──────── Source document

Robinson learned about a San Francisco self-help program known as the De Lancey Street Foundation. There were discussions between him and a former inmate, David Hall, who wanted to see the trialling of a local version of this USA model. The Methodist religious denomination in Ōtautahi had a strong social service commitment to helping prison inmates. The Methodists leased a house to Robinson and his supporters as a residential aftercare opportunity. The house was in the inner city and its location was 237 Salisbury Street In Ōtautahi.
Salisbury Street offered the base for the newly formed action-learning program known as the Salisbury Street Foundation (SSF). Although small with initial occupancy numbers of just five persons, SSF became the centre of attention for a range of supportive sponsors. At the time the author was assigned to work part-time as a participant observer with the SSF while still an employee of the Christchurch Methodist Central Mission (CMM).
Reflection was another key part of the action learning development process for the new SSF organisation. There was frequent intense discussion about how the new model could operate successfully. It was not an easy process of interaction. There was much internal conflict as participants settled into a viable model of activities and relationships without dependence on the manifest authority of Probation Officers or Prison Officers.
Organisational analysis (project research phase 2)

────────────────

Set tasks:
[a] In the account of the Salisbury Street Foundation, which religious denomination leased the house to Robinson and his supporters?
[b] Extend the account of the Salisbury Street Foundation, beginning with the section its final heading introduces.

──────── Information provided

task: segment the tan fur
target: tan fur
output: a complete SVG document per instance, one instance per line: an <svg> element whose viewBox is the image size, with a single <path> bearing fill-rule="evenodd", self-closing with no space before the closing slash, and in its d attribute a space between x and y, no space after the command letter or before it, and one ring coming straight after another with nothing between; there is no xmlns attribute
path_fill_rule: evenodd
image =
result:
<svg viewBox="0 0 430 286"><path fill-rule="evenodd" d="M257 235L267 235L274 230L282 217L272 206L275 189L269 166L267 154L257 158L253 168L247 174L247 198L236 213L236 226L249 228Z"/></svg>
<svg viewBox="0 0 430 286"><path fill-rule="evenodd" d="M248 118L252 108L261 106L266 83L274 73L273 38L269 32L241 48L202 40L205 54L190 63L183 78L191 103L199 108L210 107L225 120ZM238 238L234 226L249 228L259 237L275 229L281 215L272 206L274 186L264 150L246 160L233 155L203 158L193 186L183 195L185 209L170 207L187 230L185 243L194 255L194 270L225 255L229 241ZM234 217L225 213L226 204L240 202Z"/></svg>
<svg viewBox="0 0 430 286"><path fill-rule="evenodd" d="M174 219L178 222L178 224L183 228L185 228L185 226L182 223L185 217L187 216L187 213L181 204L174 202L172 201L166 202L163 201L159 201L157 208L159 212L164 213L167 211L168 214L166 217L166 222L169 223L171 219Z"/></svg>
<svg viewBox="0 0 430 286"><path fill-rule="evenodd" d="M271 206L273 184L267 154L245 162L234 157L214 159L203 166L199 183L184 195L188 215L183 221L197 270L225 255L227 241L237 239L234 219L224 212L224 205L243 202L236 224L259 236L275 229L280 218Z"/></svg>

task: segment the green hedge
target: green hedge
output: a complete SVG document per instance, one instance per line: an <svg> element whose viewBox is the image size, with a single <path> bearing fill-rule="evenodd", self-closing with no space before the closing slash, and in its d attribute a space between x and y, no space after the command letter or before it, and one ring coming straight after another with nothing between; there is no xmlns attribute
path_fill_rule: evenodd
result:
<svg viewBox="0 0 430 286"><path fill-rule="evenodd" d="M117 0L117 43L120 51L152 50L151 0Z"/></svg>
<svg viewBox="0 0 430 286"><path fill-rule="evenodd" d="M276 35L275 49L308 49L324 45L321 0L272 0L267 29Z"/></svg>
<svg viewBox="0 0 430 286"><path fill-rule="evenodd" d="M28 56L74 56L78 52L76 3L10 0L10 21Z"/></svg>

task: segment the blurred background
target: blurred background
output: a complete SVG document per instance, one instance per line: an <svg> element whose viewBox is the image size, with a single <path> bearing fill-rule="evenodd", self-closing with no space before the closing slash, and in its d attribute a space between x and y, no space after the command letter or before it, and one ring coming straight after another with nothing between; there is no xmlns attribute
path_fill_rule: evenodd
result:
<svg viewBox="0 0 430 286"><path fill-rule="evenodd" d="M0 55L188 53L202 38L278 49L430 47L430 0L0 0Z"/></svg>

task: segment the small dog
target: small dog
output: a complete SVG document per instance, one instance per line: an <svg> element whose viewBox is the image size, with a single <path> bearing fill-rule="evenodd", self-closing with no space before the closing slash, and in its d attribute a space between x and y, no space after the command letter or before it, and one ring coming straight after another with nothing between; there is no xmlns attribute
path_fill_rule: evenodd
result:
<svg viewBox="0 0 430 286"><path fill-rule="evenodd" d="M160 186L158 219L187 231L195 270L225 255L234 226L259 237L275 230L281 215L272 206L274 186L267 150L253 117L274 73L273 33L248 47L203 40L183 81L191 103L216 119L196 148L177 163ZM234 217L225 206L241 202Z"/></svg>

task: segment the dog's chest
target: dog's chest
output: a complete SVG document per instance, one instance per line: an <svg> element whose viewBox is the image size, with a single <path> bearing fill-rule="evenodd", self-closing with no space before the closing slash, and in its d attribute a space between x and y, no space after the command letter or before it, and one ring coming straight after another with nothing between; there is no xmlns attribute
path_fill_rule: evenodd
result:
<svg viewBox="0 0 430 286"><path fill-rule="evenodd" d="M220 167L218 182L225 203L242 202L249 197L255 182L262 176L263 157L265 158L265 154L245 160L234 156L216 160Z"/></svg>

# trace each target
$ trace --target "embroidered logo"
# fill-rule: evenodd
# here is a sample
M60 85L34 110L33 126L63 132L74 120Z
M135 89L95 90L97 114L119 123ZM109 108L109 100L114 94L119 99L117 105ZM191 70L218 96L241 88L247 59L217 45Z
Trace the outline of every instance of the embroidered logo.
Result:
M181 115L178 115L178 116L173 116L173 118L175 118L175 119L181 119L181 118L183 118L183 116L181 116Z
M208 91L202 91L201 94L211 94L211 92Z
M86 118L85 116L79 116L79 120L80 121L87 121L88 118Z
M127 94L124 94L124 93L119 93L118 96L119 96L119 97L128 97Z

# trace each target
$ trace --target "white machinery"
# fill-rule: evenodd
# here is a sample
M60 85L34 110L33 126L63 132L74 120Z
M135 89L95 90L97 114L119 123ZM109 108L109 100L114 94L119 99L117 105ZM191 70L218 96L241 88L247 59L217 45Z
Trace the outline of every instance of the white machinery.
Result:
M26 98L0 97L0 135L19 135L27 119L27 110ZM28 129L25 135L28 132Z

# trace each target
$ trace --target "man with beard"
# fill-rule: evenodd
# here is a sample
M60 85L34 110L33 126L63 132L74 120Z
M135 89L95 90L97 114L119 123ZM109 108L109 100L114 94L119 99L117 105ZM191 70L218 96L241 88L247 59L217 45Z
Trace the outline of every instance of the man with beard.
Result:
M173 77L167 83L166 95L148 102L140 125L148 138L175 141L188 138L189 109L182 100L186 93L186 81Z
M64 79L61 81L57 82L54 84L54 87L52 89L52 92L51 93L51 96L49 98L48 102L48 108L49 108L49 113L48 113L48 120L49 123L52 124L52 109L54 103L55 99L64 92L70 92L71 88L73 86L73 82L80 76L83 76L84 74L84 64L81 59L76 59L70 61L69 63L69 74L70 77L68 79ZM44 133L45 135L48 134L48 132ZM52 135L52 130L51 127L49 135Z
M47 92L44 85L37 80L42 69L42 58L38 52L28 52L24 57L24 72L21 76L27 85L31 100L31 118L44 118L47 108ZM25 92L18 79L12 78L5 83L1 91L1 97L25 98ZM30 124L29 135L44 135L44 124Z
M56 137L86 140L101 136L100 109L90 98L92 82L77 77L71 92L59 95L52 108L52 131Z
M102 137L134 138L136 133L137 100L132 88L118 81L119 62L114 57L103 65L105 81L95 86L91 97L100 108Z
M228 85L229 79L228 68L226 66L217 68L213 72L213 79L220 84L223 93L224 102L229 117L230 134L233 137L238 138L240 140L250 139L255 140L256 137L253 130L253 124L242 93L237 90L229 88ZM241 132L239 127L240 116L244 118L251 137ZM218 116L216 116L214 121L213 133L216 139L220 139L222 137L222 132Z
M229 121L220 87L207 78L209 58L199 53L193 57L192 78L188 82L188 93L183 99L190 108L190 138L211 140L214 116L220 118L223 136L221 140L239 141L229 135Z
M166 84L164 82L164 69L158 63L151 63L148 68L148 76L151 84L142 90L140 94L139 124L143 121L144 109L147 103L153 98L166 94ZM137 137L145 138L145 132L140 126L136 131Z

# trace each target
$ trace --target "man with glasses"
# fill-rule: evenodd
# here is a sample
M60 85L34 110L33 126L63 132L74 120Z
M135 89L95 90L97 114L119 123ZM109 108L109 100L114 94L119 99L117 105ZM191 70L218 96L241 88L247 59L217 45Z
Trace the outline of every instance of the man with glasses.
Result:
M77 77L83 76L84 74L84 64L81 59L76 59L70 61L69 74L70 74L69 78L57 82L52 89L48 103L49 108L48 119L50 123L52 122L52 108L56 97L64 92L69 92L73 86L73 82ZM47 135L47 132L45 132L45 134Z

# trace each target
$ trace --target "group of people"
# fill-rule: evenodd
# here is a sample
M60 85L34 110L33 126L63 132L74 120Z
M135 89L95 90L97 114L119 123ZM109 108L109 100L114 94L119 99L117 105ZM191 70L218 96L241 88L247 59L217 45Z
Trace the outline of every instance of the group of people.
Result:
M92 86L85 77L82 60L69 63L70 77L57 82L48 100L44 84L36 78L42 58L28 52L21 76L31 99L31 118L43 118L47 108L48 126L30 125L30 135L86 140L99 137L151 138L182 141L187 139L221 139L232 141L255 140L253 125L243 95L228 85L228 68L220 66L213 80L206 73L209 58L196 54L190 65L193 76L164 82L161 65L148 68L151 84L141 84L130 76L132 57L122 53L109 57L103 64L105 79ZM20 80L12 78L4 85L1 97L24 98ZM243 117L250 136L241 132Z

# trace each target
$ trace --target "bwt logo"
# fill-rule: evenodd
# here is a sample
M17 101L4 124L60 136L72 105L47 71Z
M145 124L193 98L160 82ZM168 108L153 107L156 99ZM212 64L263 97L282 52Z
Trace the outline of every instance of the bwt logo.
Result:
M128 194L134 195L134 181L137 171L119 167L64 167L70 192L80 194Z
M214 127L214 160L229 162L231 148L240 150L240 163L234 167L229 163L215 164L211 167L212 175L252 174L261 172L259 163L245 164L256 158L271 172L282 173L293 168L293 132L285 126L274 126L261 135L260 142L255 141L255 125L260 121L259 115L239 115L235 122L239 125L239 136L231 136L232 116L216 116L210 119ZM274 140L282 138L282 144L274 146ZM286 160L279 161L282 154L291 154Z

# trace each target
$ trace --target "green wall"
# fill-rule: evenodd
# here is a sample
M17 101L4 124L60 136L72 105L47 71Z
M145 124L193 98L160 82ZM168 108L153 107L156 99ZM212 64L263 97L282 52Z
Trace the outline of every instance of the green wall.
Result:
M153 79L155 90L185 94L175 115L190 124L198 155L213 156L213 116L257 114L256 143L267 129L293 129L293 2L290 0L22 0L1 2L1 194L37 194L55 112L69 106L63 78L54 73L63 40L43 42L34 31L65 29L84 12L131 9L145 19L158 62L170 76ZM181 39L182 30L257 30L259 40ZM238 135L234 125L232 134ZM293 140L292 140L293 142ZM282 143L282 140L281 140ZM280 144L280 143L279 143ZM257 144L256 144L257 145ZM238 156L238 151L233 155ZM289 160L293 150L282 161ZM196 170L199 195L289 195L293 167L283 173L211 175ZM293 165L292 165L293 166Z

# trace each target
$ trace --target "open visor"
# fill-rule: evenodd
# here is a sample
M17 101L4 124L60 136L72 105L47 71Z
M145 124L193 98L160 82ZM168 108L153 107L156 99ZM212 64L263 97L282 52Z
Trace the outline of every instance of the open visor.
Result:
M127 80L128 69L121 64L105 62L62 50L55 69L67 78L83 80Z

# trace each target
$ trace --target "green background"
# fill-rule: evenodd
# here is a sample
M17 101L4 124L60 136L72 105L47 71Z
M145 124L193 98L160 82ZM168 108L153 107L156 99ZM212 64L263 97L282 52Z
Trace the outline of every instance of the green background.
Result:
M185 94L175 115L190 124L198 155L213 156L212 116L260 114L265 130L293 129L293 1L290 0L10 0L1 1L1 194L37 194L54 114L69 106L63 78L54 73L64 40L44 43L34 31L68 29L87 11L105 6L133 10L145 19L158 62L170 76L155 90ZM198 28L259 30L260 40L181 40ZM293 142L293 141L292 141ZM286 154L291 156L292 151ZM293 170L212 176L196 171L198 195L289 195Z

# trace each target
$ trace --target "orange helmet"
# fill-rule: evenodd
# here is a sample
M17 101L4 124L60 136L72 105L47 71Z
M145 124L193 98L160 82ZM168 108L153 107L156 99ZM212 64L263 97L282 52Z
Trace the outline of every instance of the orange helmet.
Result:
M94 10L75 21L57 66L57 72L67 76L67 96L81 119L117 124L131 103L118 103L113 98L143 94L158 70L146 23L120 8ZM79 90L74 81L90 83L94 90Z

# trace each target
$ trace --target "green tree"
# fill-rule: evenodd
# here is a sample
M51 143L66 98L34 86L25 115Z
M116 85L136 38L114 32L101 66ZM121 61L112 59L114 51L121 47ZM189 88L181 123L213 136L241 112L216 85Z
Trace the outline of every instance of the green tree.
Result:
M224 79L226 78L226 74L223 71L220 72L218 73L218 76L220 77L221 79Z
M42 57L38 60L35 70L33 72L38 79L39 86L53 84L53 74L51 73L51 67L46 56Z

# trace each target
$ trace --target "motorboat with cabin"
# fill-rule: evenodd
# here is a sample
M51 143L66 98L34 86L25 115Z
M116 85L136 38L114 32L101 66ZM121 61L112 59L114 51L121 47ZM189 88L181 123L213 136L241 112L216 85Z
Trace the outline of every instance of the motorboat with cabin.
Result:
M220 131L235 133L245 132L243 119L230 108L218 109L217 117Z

────────────────

Answers to the problems:
[a] The Methodist denomination in Ōtautahi leased the house.

[b]
Organisational research was the second phase of the PAP research strategy. It was based on the results of the prior mentioned survey of the Christchurch (Ōtautahi) network of welfare agencies. It was also based on evaluation of the regional policy structure of the Canterbury penal system, that is, four prisons (one female and three male institutions) all within reasonable distance from the metropolitan courts of the city Ōtautahi (Christchurch). The organisational research included investigation of any regional infrastructure components of a system of prison aftercare.
The evaluation phase of the organisational research confirmed that Canterbury was an appropriately cohesive geopolitical region in which to locate the research even though, over time, the region had changed due to population expansion and tourism development. Through these development processes Canterbury had built an image of being progressive and tolerant of change. Few questions were asked of prison aftercare as they were not considered germane to the economy of the region. The then Secretary for Justice, Sir John Robertson, acted as a key sponsor for this organisational phase of the PAP research. He arranged for SSF to rent residential premises from his department in the affluent suburb of St Albans in Ōtautahi. The rental arrangement that was negotiated with the then SSF Board of Management cost a peppercorn rental for the first five years with a further peppercorn rental extension option for another 5 years. Sir John Robertson saw the potential of this innovative SSF organisational concept. He wished to test the improvement of prison aftercare services and policies in Aotearoa New Zealand.
During the five years of the PAP research, women as well as men were selected to reside in the St Albans operations of SSF. The author’s evidence therefore wholly contradicts subsequent public reports by the management of SSF that from its outset in 1979, SSF only provided community re-entry opportunities for men. Women had definite participant membership and volunteer leadership roles in the PAP research days of SSF St Albans during 1979-1984.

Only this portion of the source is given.